Day three of the Kwanzaa celebration is all about Collective Work and Responsibility. Ujima: to build and maintain our community together and make our brother's and sister's problems our problems and to solve them together. It is symbolized by the adinkra symbol called the Akoma Ntoaso and is literally the symbol of shared effort and obligation. A Swahili name, with a Ghanian icon. In the ways that Kwanzaa can be opaque in the why of its collaging of many African continental cultures, it’s also a wonderful confluence of histories that can compel those of us in the diaspora to look deeper into the cosmographies that ruled a large portion of the earth’s population before European empire building (aka the deliberate dismantling of indigenous culture). I can see how this ideology became a tenant of Kwanzaa, the work that the Black Panther Party did was grassroots, in many ways the Party systematized and organized the values that were and had been enacted by chosen families in the Black community for hundreds of years in the Americas (shelter, feeding, and protecting those amongst us).
In a 1970 speech, Huey P .Newton, cofounder of the Black Panther Party, the association Kwanzaa founder Karenga was tied to (and ultimately betrayed), was then formalized as “A Letter from Huey to the Revolutionary Brothers and Sisters About the Women’s Liberation and Gay Liberation Movements,” he states: “We haven't said much about the homosexual at all but we must relate to the homosexual movement because it's a real thing. I know through reading, and through my life experience, my observations, that homosexuals are not given freedom and liberty by anyone in this society. Maybe they might be the most oppressed people in this society.” Ronald K. Porter, in the scholarly essay “A Rainbow in Black: The Gay Politics of The Black Panther Party,” writes; the relative dearth of information on this text within black study circles and the passing glance by the LGBTQ historians unfortunately works to obscure not only the historical and theoretical tensions that led to the letter’s creation and the response from the Panthers themselves, but also the pedagogical implications of this story. In other words, the story of how Newton and some Panther members critiqued status quo homophobia raises questions regarding how social movements operates as educative spaces, in which participants develop new understandings of their social conditions and new tactics of agitation. This interrogation, that Angela Y. Davis described as a certain kind of attentiveness to…intersectionality has been conveniently omitted from the many people who work to keep the efforts of that critical time of Black nationalism alive.

########

• What the task requires:
Name every person mentioned by name in the passage about Ujima.

• Dataset rows:
########

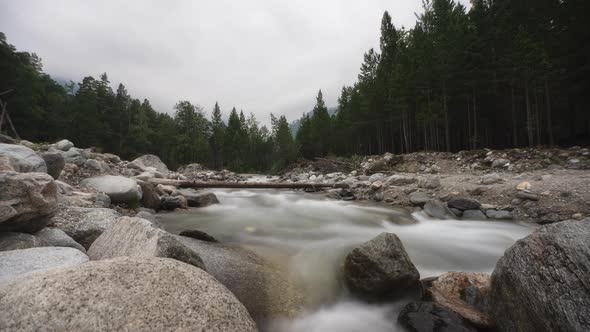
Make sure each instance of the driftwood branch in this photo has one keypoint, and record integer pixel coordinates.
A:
(250, 185)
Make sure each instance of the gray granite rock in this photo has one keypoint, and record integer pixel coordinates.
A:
(23, 158)
(438, 210)
(542, 283)
(55, 163)
(380, 269)
(119, 188)
(123, 294)
(27, 201)
(15, 264)
(138, 237)
(265, 289)
(89, 224)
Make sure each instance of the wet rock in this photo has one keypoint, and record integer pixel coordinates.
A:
(429, 183)
(463, 204)
(438, 210)
(196, 234)
(491, 178)
(499, 163)
(55, 163)
(150, 160)
(523, 186)
(123, 294)
(89, 223)
(27, 201)
(380, 269)
(15, 264)
(376, 177)
(147, 216)
(400, 180)
(429, 317)
(150, 198)
(266, 290)
(63, 145)
(120, 189)
(138, 237)
(7, 139)
(54, 237)
(499, 214)
(199, 199)
(74, 156)
(474, 215)
(527, 196)
(173, 202)
(542, 282)
(6, 164)
(97, 166)
(14, 241)
(23, 159)
(419, 198)
(466, 294)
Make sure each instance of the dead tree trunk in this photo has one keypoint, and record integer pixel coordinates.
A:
(249, 185)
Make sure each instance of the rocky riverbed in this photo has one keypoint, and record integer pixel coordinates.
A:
(82, 245)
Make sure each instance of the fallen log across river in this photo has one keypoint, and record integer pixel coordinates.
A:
(248, 185)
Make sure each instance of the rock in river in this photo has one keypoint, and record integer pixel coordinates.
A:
(27, 201)
(138, 237)
(431, 317)
(120, 189)
(542, 283)
(14, 264)
(24, 159)
(123, 294)
(438, 210)
(150, 160)
(88, 223)
(464, 203)
(265, 289)
(380, 269)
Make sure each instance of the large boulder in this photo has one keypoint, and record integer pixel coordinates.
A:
(438, 210)
(14, 241)
(14, 264)
(150, 198)
(266, 290)
(119, 188)
(47, 237)
(27, 201)
(542, 283)
(149, 160)
(55, 237)
(63, 145)
(86, 224)
(199, 199)
(380, 269)
(138, 237)
(123, 294)
(24, 159)
(55, 163)
(429, 317)
(464, 204)
(466, 294)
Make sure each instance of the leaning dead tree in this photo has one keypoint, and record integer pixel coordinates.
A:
(4, 114)
(245, 185)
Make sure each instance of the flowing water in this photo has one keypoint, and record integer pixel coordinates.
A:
(311, 235)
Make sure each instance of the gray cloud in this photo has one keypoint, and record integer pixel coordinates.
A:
(261, 56)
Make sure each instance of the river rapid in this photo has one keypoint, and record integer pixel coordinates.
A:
(310, 235)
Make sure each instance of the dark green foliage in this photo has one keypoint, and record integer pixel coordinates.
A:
(496, 76)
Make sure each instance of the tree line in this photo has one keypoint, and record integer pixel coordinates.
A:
(90, 113)
(506, 73)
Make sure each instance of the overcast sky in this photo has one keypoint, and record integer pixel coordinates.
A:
(261, 56)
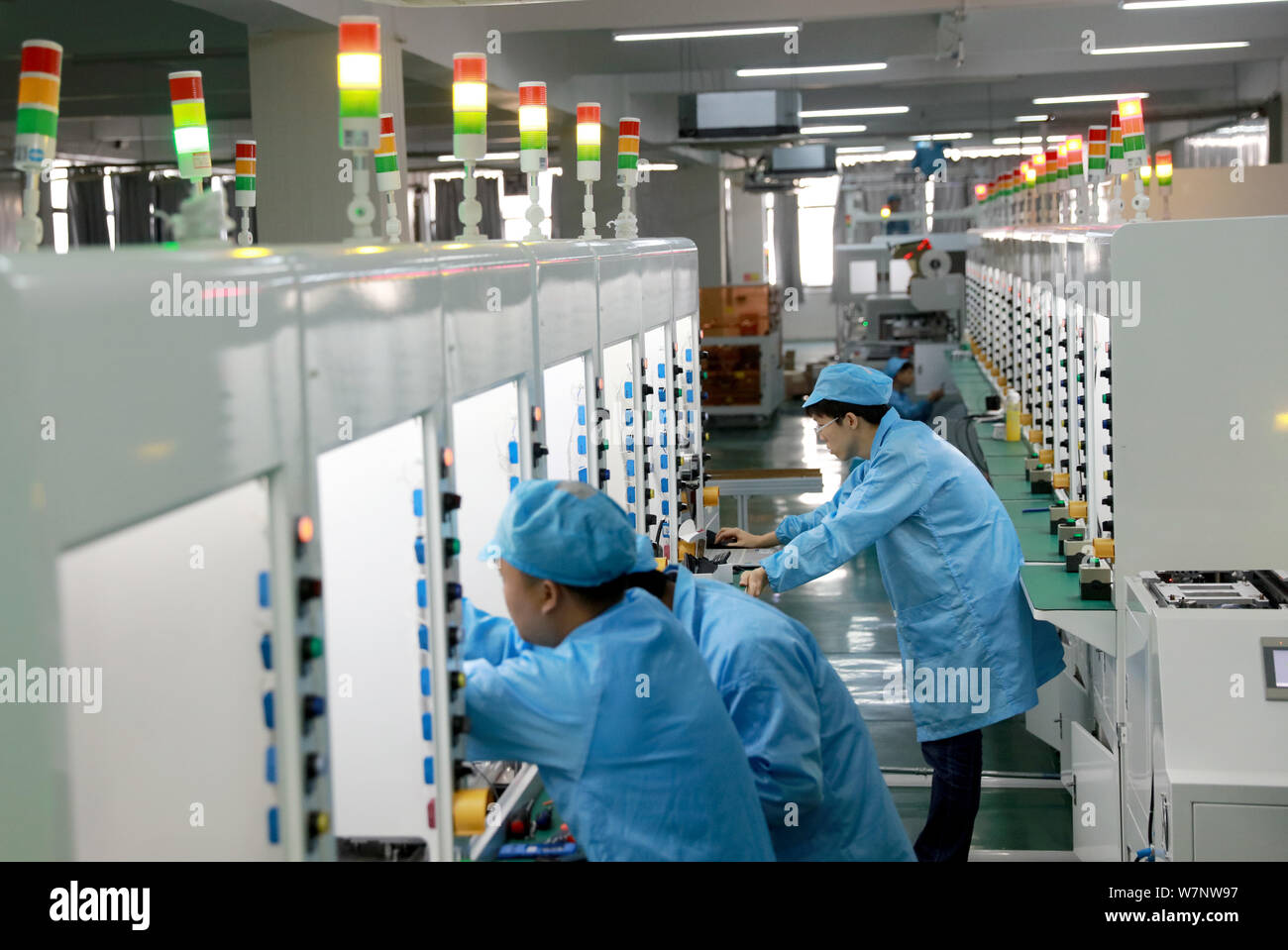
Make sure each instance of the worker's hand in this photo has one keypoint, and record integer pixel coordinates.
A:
(737, 537)
(755, 581)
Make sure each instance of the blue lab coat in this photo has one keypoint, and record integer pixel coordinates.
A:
(800, 727)
(914, 411)
(640, 770)
(951, 564)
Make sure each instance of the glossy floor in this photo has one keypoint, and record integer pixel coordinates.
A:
(850, 614)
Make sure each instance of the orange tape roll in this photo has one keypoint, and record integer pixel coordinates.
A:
(469, 810)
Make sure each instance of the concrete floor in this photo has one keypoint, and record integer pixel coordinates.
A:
(850, 615)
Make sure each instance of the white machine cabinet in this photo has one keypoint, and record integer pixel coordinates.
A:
(153, 480)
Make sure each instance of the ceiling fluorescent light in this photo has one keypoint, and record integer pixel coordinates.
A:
(838, 114)
(809, 69)
(488, 158)
(831, 129)
(1095, 97)
(713, 33)
(1183, 4)
(1167, 48)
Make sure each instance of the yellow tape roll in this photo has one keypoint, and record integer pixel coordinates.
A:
(469, 810)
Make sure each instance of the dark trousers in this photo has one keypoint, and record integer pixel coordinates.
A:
(958, 764)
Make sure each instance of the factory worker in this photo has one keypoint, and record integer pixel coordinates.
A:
(815, 769)
(604, 691)
(901, 373)
(949, 562)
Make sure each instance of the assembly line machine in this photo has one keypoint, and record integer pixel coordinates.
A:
(249, 486)
(1150, 508)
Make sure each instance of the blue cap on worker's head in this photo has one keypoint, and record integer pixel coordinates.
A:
(894, 365)
(849, 382)
(645, 559)
(566, 532)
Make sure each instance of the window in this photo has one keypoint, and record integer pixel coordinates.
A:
(58, 203)
(514, 207)
(815, 210)
(771, 258)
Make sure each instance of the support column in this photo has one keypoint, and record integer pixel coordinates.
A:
(295, 121)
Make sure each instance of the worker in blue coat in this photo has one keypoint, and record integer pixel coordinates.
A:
(603, 690)
(815, 769)
(951, 564)
(902, 379)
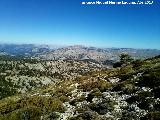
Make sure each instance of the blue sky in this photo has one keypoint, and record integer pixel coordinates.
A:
(68, 22)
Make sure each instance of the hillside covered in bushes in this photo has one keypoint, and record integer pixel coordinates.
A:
(128, 91)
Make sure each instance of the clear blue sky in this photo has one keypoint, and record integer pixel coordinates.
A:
(67, 22)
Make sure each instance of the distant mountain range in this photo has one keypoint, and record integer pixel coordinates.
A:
(76, 52)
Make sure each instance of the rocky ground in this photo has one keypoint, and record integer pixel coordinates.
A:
(129, 91)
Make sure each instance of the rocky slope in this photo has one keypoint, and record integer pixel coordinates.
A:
(127, 92)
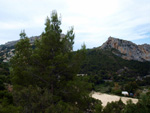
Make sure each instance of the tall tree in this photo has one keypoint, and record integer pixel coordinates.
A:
(48, 72)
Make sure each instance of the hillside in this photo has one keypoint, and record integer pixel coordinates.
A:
(128, 50)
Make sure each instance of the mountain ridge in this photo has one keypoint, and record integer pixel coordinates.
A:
(127, 49)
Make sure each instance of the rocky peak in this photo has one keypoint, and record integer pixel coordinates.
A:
(127, 49)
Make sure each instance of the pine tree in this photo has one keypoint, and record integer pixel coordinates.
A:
(45, 77)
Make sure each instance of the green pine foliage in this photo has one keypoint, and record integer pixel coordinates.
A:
(45, 78)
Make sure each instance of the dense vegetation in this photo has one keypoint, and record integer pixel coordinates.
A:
(43, 78)
(111, 74)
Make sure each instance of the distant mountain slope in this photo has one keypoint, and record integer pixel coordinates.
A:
(128, 50)
(104, 62)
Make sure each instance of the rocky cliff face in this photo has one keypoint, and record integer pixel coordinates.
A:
(128, 50)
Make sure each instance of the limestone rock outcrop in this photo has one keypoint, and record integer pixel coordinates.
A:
(128, 50)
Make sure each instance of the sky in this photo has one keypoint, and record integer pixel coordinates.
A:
(93, 20)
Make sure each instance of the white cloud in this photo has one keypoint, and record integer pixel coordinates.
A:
(93, 20)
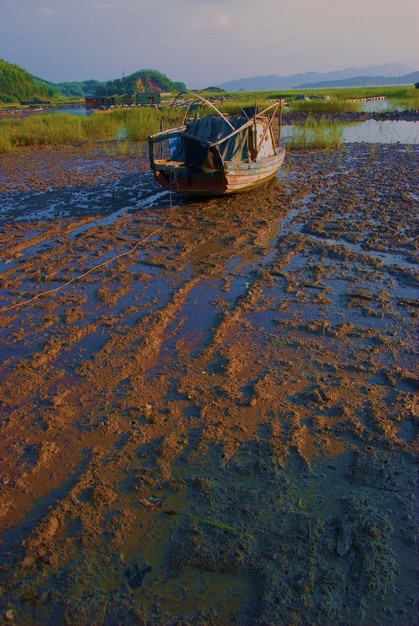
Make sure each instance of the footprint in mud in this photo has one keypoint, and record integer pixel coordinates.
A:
(135, 575)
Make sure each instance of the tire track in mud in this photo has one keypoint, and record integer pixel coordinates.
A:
(228, 374)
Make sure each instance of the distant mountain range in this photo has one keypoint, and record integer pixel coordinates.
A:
(387, 74)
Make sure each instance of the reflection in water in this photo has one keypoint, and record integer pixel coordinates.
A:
(371, 131)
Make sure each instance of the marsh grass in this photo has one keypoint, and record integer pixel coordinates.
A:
(325, 107)
(60, 129)
(315, 135)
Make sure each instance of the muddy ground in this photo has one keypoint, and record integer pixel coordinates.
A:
(208, 406)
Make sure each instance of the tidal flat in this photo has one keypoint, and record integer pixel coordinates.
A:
(208, 407)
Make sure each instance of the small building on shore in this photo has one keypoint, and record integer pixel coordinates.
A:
(146, 98)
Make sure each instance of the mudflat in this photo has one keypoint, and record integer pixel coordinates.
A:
(208, 406)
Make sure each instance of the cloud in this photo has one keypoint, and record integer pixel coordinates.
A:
(44, 10)
(223, 20)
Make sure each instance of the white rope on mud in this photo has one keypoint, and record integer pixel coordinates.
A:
(92, 269)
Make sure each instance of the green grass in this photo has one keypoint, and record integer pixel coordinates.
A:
(139, 123)
(325, 107)
(315, 135)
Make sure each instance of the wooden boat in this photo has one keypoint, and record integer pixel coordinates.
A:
(216, 154)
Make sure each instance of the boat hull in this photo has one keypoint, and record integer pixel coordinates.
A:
(237, 177)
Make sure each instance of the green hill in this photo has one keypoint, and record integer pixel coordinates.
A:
(143, 80)
(17, 84)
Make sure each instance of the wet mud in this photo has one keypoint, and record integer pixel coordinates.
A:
(208, 407)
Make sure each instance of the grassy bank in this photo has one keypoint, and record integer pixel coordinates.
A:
(61, 129)
(315, 135)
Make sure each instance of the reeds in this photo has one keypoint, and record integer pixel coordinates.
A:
(59, 129)
(315, 135)
(325, 107)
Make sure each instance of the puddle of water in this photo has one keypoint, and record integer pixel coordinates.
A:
(387, 131)
(372, 131)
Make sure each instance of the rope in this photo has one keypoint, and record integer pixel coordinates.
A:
(92, 269)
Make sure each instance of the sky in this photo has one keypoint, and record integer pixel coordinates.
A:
(205, 42)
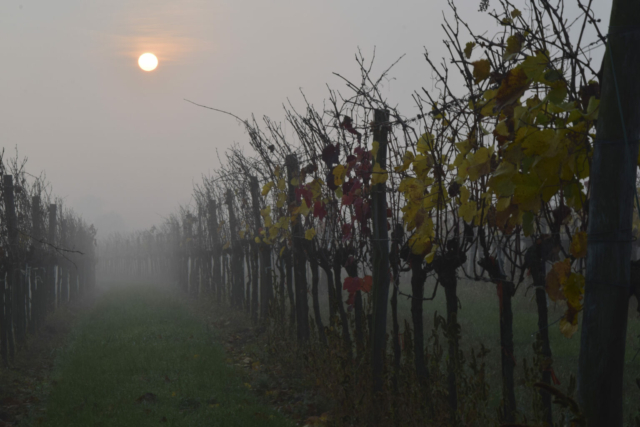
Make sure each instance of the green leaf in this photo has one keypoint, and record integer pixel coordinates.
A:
(514, 46)
(481, 70)
(468, 49)
(527, 223)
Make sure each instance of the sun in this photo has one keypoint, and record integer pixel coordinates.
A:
(148, 61)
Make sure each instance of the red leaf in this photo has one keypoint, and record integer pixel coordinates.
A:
(331, 154)
(366, 283)
(318, 210)
(351, 284)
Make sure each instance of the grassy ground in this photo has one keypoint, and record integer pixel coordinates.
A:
(140, 357)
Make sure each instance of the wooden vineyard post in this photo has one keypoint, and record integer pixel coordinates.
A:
(257, 250)
(216, 280)
(36, 282)
(12, 289)
(380, 246)
(266, 287)
(64, 266)
(299, 258)
(612, 185)
(50, 285)
(237, 270)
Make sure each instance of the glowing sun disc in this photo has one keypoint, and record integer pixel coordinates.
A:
(148, 61)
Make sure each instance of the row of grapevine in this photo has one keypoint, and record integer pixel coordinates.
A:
(487, 182)
(47, 253)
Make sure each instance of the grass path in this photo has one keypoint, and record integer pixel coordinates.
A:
(140, 358)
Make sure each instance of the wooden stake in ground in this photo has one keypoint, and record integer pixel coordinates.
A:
(612, 189)
(380, 246)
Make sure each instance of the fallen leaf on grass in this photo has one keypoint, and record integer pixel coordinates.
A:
(147, 398)
(188, 404)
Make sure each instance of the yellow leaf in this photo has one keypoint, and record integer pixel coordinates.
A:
(513, 86)
(431, 255)
(379, 175)
(556, 278)
(578, 246)
(481, 70)
(406, 162)
(592, 109)
(468, 49)
(568, 328)
(267, 187)
(502, 129)
(558, 92)
(339, 172)
(304, 208)
(467, 211)
(310, 234)
(425, 143)
(479, 163)
(514, 45)
(534, 66)
(374, 149)
(573, 290)
(316, 188)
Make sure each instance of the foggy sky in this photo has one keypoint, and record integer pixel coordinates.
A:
(116, 141)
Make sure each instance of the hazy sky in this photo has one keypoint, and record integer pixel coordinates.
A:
(115, 139)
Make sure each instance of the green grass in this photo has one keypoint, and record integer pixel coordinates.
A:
(141, 358)
(479, 320)
(480, 323)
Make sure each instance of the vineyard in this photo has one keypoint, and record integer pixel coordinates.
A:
(345, 211)
(415, 269)
(48, 255)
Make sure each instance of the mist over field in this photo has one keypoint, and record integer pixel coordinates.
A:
(76, 104)
(340, 213)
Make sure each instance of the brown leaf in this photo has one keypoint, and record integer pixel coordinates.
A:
(512, 88)
(147, 398)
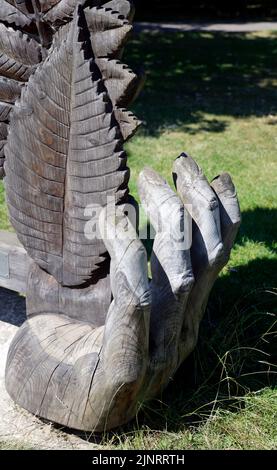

########

• Solved exercise:
Huey P. Newton, Karenga, Ronald K. Porter, Angela Y. Davis